### Trecho selecionado
>>>
O
efeito de um primeiro contato com O Selvagem da Moticleta,
aos 19 anos, foi de tal forma impactante que gerou sucessivas
revisões com caráter de urgência,
todas antes do filme sair em cartaz em São Paulo.
O ano, se a memória não falha, era 1987.
Francis Ford Coppola tinha uma grife já bem cotada
(obtida com A Conversação, a saga
O Poderoso Chefão, Apocalipse Now),
com aura de artista sem limites, sem medo de aventuras,
sem temor de ir ao Fundo do Coração,
seu trabalho mais radical, para o bem ou para o mal,
que o deixou com estigma de torrador de dinheiro em
nome de uma imaginação sem freios. Mais
em alguns filmes, menos em outros, os artifícios
são evidenciados como forma de construir mundos
assumidamente de ficção, calcados em narrativas
de fabulação mítica. Coppola não
está interessado em mimetizar o real, mas em
reinventá-lo com as possibilidades audiovisuais.
O Selvagem da Motocicleta é coerente com
essa proposta de obra. E também sintonizado com
seu momento histórico, o começo dos anos
80, quando, em alguns momentos do cinema, os artifícios
pareciam sobrepor-se à vida criada na tela pelos
próprios artifícios. É sobre esse
limite que percorre as imagens de Coppola.
Mas voltemos aos 19 anos. O Selvagem da Motocicleta,
naquela fase, exalava rebeldia juvenil filosófica,
tanto em suas frases banhadas em reflexividade lírica,
com tom de ceticismo cool, como em suas imagens
a serviço de um clima chique. Havia impotência
e potência em sua representação,
que não escondia o jeitão de teatro montado
fora do circuito mainstream, com as palavras
escancarando sua porção literária,
com as cenas elaboradas com certo peso cênico,
sem a fragmentação das decupagens pelo
interior das próprias cenas. Havia algo de performance
urbana naquelas imagens, algo de um happening dark
(um termo dos 80), de uma instalação em
forma narrativa, com os seres humanos filmados como
signos, mais que como gente, algo sempre bastante complicado
de se fazer sem matar todo batimento cardíaco
ao redor, sem pulverizar a vida em nome do estilo. Mas
Copolla, dentro ou fora de Hollywood, com mais ou menos
liberdade, mais em alguns filmes e menos em outros,
é um esteta. E o risco do esteta é emoldurar,
compor, visualizar, sem sentir a pulsação.
Coppola, em O Selvagem da Motocicleta ao menos,
sente. E pulsa.
Nem todos pensam e pensavam assim. O desencanto e o
inconformismo da juventude exibida no quadro, segundo
os detratores do filme em São Paulo, entre os
quais o admirado crítico Edmar Pereira (mineiro
de nascimento, mas baseado em São Paulo, no Jornal
da Tarde), eram embalados em um espalhafatoso pacote
de boutique programado para virar cult. Foram
algumas as divergências verbais com Edmar Pereira
poucos anos depois do filme ter saído de cartaz.
<<<
Registros armazenados
>>>
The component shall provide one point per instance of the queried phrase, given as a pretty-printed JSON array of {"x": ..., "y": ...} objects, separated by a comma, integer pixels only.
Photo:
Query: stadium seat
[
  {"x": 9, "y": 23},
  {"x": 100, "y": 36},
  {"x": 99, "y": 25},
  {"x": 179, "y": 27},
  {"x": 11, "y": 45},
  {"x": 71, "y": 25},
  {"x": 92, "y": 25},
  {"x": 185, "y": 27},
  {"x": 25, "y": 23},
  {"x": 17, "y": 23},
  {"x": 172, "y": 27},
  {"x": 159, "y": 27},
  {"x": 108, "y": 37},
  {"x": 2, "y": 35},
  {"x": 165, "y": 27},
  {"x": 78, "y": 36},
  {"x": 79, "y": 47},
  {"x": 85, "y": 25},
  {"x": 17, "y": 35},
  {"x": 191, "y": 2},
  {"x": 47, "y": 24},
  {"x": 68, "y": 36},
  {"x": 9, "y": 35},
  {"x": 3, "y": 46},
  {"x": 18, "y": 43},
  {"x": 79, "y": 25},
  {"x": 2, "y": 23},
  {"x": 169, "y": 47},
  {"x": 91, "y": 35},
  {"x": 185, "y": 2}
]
<<<
### Tarefa proposta 1
Reproduza a parte do trecho selecionado que começa em "Nem todos pensam" e segue até "saído de cartaz.".
### Tarefa proposta 2
Traduza para o inglês esta frase do trecho selecionado: "Coppola não está interessado em mimetizar o real, mas em reinventá-lo com as possibilidades audiovisuais."

### Resolução 1
Nem todos pensam e pensavam assim. O desencanto e o
inconformismo da juventude exibida no quadro, segundo
os detratores do filme em São Paulo, entre os
quais o admirado crítico Edmar Pereira (mineiro
de nascimento, mas baseado em São Paulo, no Jornal
da Tarde), eram embalados em um espalhafatoso pacote
de boutique programado para virar cult. Foram
algumas as divergências verbais com Edmar Pereira
poucos anos depois do filme ter saído de cartaz.

### Resolução 2
Coppola is not interested in mimicking reality, but in reinventing it with audiovisual possibilities.